### Extrait fourni

********

La domination croissante des idées économiques néoclassiques – des idées qui constituent le fondement intellectuel de la morale et la politique néo-libérale –  sur les sciences sociales et l’éducation commerciale, est bien documentée. (Ferraro, Pfeffer, & Sutton, 2005) [xi]

La transformation de la comptabilité en une sous-discipline économique néoclassique au sein de l’université (Reiter & Williams, 2002), qui fut accomplie par la révolution du reporting financier, a appauvri le discours comptable en tant que discours moral (Reiter, 1998, Williams, 2000) et a conduit à ce que la comptabilité soit perçue comme une pratique dont le but est de cohabiter avec un monde rendu naturel par le discours de l’économie néoclassique. [xii]

Depuis au moins quatre décennies, les spécialistes en comptabilité financière privée à but non lucratif (rions un peu), comme par exemple le Financial Accounting Standards Board (FASB) et le International Accounting Standards Board (IASB), ont continué à aider et à encourager activement la conduite trompeuse des banquiers, et cela en dépit 1) des scandales d’entreprises fréquents rendus possible par la comptabilité, 2) des crises financières qui en résultent, et 3) des révélations et des critiques souvent étonnantes que l’on peut trouver dans la littérature comptable évaluée par des pairs (texte en italique ajouté) :

Les faillites des caisses d’épargne américaines à la fin des années 1980 et 1990, les scandales d’entreprises telles que Enron, Global Crossing et Tyco, la disparition d’Andersen, ainsi que la crise des subprimes sont tous liés à la tromperie. Tous ces scandales impliquaient, à des degrés divers, le récit de contre-vérités comptables … [xiii]

Les représentations comptables sont justes si elles prédisent, ou si elles encouragent, le groupe privilégié à poursuivre ses objectifs, une notion tout à fait différente de celle impliquée par l’usage populaire … [xiv]

Beaucoup de signes comptables ne font plus référence à des objets ou à des évènements réels, et la comptabilité ne fonctionne plus selon une logique de transparence quant à la représentation, l’intendance ou l’économie d’information. [xv]

La comptabilité aujourd’hui ne se réfère plus à aucune réalité objective, mais circule plutôt dans une “hyper réalité” de modèles autoréférentiels. [xvi]

Le signe comptable précède (et crée par-lui-même grâce à sa « valeur de signe ») le référent qu’il prétendait représenter autrefois. Il ne fait plus abstraction ou apparence d’une chose « réelle ». Il est lui-même sa propre et pure simulation, faisant des références circulaires à d’autres modèles qui font eux-mêmes des références circulaires à des signes comptables. [xvii]

Ces désastres [Enron], sont-ils vraiment nécessaires pour que les comptables commencent à se rendre compte à quel point il est indispensable de distinguer la représentation conceptuelle (y compris les représentations comptables et les fausses représentations comptables) de la réalité à représenter ? [xviii]

Comme indiqué plus haut, environ 97% de la soi-disant ‘monnaie’ en ‘circulation’ (indice : la monnaie ne circule pas réellement dans le vrai sens du terme : elle disparaît quelque part par magie, puis elle réapparaît autre part par magie) n’est pas vraiment de la monnaie (« frappée ou estampillée par l’autorité publique »). C’est du ‘crédit’ créé par la banque.

********

### Données enregistrées

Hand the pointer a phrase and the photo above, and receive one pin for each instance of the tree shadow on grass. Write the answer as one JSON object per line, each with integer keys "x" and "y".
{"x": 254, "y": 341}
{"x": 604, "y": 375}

********

### Exercices
A. D'après le texte sur la comptabilité, quels organismes sont cités comme exemples de spécialistes en comptabilité financière privée à but non lucratif ?
B. Recopiez le passage du texte sur la comptabilité qui commence par « Comme indiqué plus » et se poursuit jusqu'à « par la banque. ».

### Corrigé des exercices
A. Le Financial Accounting Standards Board (FASB) et le International Accounting Standards Board (IASB).

B.
Comme indiqué plus haut, environ 97% de la soi-disant ‘monnaie’ en ‘circulation’ (indice : la monnaie ne circule pas réellement dans le vrai sens du terme : elle disparaît quelque part par magie, puis elle réapparaît autre part par magie) n’est pas vraiment de la monnaie (« frappée ou estampillée par l’autorité publique »). C’est du ‘crédit’ créé par la banque.